━━━━━ Available data

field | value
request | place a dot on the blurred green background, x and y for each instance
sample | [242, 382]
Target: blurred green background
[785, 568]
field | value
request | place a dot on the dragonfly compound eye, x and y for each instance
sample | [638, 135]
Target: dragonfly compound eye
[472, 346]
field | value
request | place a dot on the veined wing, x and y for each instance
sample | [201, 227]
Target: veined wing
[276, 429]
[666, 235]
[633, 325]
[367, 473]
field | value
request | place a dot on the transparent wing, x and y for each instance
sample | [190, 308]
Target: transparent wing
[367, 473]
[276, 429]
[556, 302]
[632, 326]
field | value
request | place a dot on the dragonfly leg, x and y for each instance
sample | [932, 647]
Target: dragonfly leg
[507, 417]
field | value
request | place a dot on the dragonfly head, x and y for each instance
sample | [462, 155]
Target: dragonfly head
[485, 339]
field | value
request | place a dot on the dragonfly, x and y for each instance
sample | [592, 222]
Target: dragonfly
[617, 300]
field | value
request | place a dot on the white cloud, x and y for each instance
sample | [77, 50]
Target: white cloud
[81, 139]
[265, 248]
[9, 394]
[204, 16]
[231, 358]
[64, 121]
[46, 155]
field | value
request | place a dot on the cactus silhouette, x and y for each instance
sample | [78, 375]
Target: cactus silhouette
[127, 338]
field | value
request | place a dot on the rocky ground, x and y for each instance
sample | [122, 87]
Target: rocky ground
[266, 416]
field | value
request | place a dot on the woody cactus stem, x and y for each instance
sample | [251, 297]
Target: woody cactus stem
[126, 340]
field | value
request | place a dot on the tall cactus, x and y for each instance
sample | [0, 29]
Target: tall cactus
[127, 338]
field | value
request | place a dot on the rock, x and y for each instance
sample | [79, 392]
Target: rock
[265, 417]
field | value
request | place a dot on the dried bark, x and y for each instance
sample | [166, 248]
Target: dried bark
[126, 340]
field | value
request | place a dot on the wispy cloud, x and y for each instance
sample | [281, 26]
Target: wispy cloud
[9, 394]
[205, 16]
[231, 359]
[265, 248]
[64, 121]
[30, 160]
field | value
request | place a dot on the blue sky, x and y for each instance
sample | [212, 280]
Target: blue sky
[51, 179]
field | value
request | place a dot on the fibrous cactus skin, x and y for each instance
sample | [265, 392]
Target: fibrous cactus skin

━━━━━━━━━━

> _Task to complete_:
Scan the data above for the word "fibrous", then copy every line that holds it.

> _Answer box_:
request | place a dot on the fibrous cactus skin, x and y for each instance
Target: fibrous cactus skin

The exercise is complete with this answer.